Task to carry out: Write out the entire listing below exactly, with the pictures left out.

Records provided:
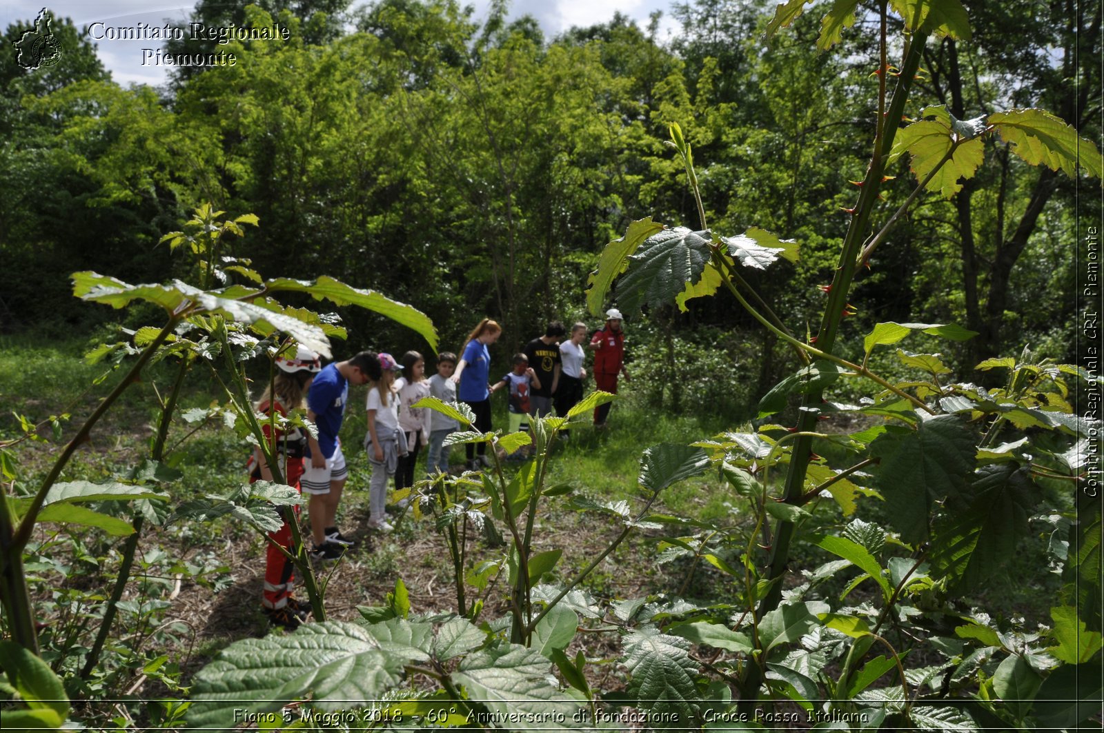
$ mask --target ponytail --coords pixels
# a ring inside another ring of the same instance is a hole
[[[498,325],[498,321],[492,321],[489,318],[482,319],[481,321],[479,321],[479,325],[476,326],[475,329],[473,329],[470,333],[468,333],[468,339],[467,339],[467,341],[464,342],[464,348],[460,349],[460,353],[463,354],[467,350],[469,343],[471,343],[474,340],[478,339],[480,336],[482,336],[487,331],[490,331],[492,333],[497,333],[498,331],[501,331],[501,330],[502,330],[502,327]]]

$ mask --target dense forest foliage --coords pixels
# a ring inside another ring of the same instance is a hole
[[[932,43],[911,117],[966,119],[1040,106],[1098,136],[1098,3],[967,2],[974,39]],[[507,327],[505,353],[550,318],[583,316],[602,247],[645,214],[692,222],[684,172],[661,140],[679,123],[700,167],[709,222],[800,243],[796,266],[753,283],[800,328],[822,305],[866,166],[877,47],[848,33],[816,51],[816,13],[763,36],[774,3],[673,4],[658,38],[622,15],[548,38],[531,18],[487,18],[452,0],[200,2],[210,25],[288,25],[287,42],[231,42],[232,68],[177,70],[163,88],[110,79],[83,30],[62,20],[60,63],[30,72],[0,50],[0,248],[20,277],[0,296],[8,331],[71,333],[112,314],[82,308],[78,269],[159,281],[187,265],[158,240],[199,202],[253,212],[233,253],[270,276],[322,273],[413,304],[456,348],[476,315]],[[873,22],[863,14],[859,26]],[[899,21],[893,21],[899,22]],[[26,23],[12,25],[14,40]],[[171,50],[171,49],[170,49]],[[925,194],[858,280],[843,338],[877,321],[957,322],[980,336],[953,355],[969,373],[1025,344],[1070,360],[1076,182],[988,141],[952,200]],[[887,211],[907,195],[902,159]],[[652,308],[633,323],[648,385],[681,406],[741,408],[793,355],[723,299]],[[350,311],[349,348],[403,346]],[[596,325],[595,325],[596,326]],[[720,330],[723,329],[723,332]],[[677,357],[676,357],[677,354]],[[501,363],[501,362],[500,362]],[[746,394],[708,378],[737,364]]]

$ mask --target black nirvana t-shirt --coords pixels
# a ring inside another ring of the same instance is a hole
[[[552,372],[560,365],[560,344],[555,341],[544,343],[540,338],[535,338],[526,344],[524,353],[529,357],[529,365],[537,372],[537,379],[541,382],[538,390],[532,387],[533,394],[540,397],[552,396]]]

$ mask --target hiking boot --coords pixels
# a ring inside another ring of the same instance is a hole
[[[338,544],[336,542],[323,542],[321,544],[312,545],[310,549],[311,560],[337,560],[344,554],[344,545]]]
[[[357,546],[357,540],[347,538],[344,534],[341,534],[341,530],[339,530],[336,527],[331,527],[330,529],[326,530],[326,541],[332,542],[335,544],[341,544],[347,548]]]
[[[265,616],[268,617],[269,626],[280,626],[289,631],[294,631],[302,625],[299,614],[291,610],[289,606],[283,608],[264,608]]]

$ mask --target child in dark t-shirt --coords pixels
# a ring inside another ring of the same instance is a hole
[[[513,354],[513,371],[500,379],[490,391],[496,392],[502,387],[510,390],[510,433],[516,433],[521,429],[522,417],[529,414],[532,390],[541,389],[541,381],[529,365],[526,354]]]

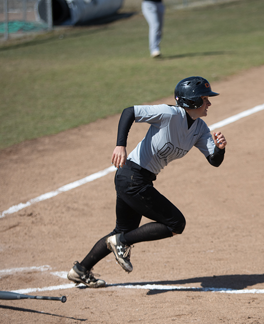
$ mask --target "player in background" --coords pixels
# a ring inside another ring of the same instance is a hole
[[[165,5],[162,0],[143,0],[142,14],[149,25],[149,49],[152,57],[160,56]]]
[[[117,168],[115,227],[95,244],[80,262],[75,262],[68,278],[77,284],[104,287],[96,279],[92,267],[111,251],[128,273],[131,247],[135,243],[160,240],[181,234],[185,226],[181,212],[153,186],[156,175],[169,163],[185,155],[197,147],[215,167],[222,163],[226,141],[220,131],[213,133],[200,117],[206,117],[211,106],[209,97],[218,96],[208,81],[191,76],[176,86],[176,105],[135,105],[123,111],[118,125],[117,146],[112,163]],[[126,147],[134,122],[151,125],[145,138],[127,156]],[[142,216],[152,222],[139,226]]]

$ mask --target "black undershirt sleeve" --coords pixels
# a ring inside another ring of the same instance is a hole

The response:
$ mask --target ponytail --coords pixels
# a ring inside another ring of the same instance is a hole
[[[498,325],[498,321],[492,321],[489,318],[482,319],[481,321],[479,321],[479,325],[476,326],[475,329],[473,329],[470,333],[468,333],[468,339],[467,339],[467,341],[464,342],[464,348],[460,349],[460,353],[463,354],[467,350],[469,343],[471,343],[474,340],[478,339],[480,336],[482,336],[487,331],[490,331],[492,333],[497,333],[498,331],[501,331],[501,330],[502,330],[502,327]]]

$ mask --target dense forest foliage --coords pixels
# a ring inside another ring of the same instance is a hole
[[[932,43],[911,117],[966,119],[1040,106],[1098,136],[1098,3],[967,2],[974,39]],[[507,327],[505,353],[550,318],[583,316],[602,247],[645,214],[692,222],[684,172],[661,140],[679,123],[700,167],[709,222],[800,243],[796,266],[753,283],[800,328],[822,305],[866,166],[877,47],[848,33],[816,51],[816,13],[763,36],[774,3],[673,4],[658,38],[622,15],[548,38],[531,18],[487,18],[452,0],[200,2],[210,25],[288,25],[287,42],[231,42],[232,68],[177,70],[163,88],[110,79],[83,30],[62,20],[60,63],[30,72],[0,50],[0,248],[20,277],[0,296],[8,331],[71,333],[112,314],[82,308],[78,269],[159,281],[187,265],[158,240],[199,202],[253,212],[233,253],[270,276],[322,273],[413,304],[456,348],[476,315]],[[873,22],[863,14],[859,26]],[[899,21],[893,21],[899,22]],[[26,23],[12,25],[14,40]],[[171,50],[171,49],[170,49]],[[925,194],[858,280],[843,338],[877,321],[957,322],[980,336],[953,355],[969,373],[1025,344],[1070,360],[1076,182],[988,141],[952,200]],[[887,211],[907,195],[902,159]],[[652,308],[633,323],[648,385],[681,406],[741,408],[793,355],[723,299]],[[350,311],[349,348],[403,346]],[[596,325],[595,325],[596,326]],[[720,330],[723,329],[723,332]],[[677,357],[676,357],[677,354]],[[501,363],[501,362],[500,362]],[[746,394],[708,378],[737,364]]]

$ mask --target black nirvana t-shirt --coords pixels
# a ring inside another ring of the same instance is a hole
[[[552,372],[560,365],[560,344],[555,341],[544,343],[540,338],[535,338],[526,344],[524,353],[529,357],[529,365],[537,372],[537,379],[541,382],[538,390],[532,387],[533,394],[540,397],[552,396]]]

$ mask --target hiking boot --coords pixels
# a ring inside another ring of the same instance is a hole
[[[338,544],[336,542],[323,542],[321,544],[312,545],[310,549],[311,560],[337,560],[344,554],[344,545]]]
[[[357,546],[357,540],[347,538],[344,534],[341,534],[341,530],[339,530],[336,527],[331,527],[330,529],[326,530],[326,541],[332,542],[335,544],[341,544],[347,548]]]
[[[265,616],[268,617],[269,626],[280,626],[289,631],[294,631],[302,625],[299,614],[291,610],[289,606],[283,608],[264,608]]]

$ mask --target child in dark t-shirt --coords pixels
# a ring inside another ring of the same instance is a hole
[[[513,354],[513,371],[500,379],[490,391],[496,392],[502,387],[510,390],[510,433],[516,433],[521,429],[522,417],[529,414],[532,390],[541,389],[541,381],[529,365],[526,354]]]

$ mask --target "player in background" --coords pixels
# a ring inside another ring of the same instance is a hole
[[[165,5],[162,0],[143,0],[142,14],[149,25],[149,49],[152,57],[160,56]]]
[[[117,168],[115,227],[95,244],[80,262],[75,262],[68,278],[77,284],[104,287],[96,279],[92,267],[111,251],[128,273],[131,247],[135,243],[160,240],[181,234],[185,226],[181,212],[153,186],[156,175],[169,163],[185,155],[197,147],[215,167],[222,163],[226,141],[220,131],[213,133],[200,117],[206,117],[211,106],[209,97],[218,96],[208,81],[191,76],[176,86],[176,105],[135,105],[123,111],[118,125],[117,146],[112,163]],[[126,147],[134,122],[151,125],[145,138],[127,156]],[[142,216],[152,222],[139,226]]]

$ mask --target "black undershirt sleeve" --coords pixels
# a ring inside another ring of the same instance is a hole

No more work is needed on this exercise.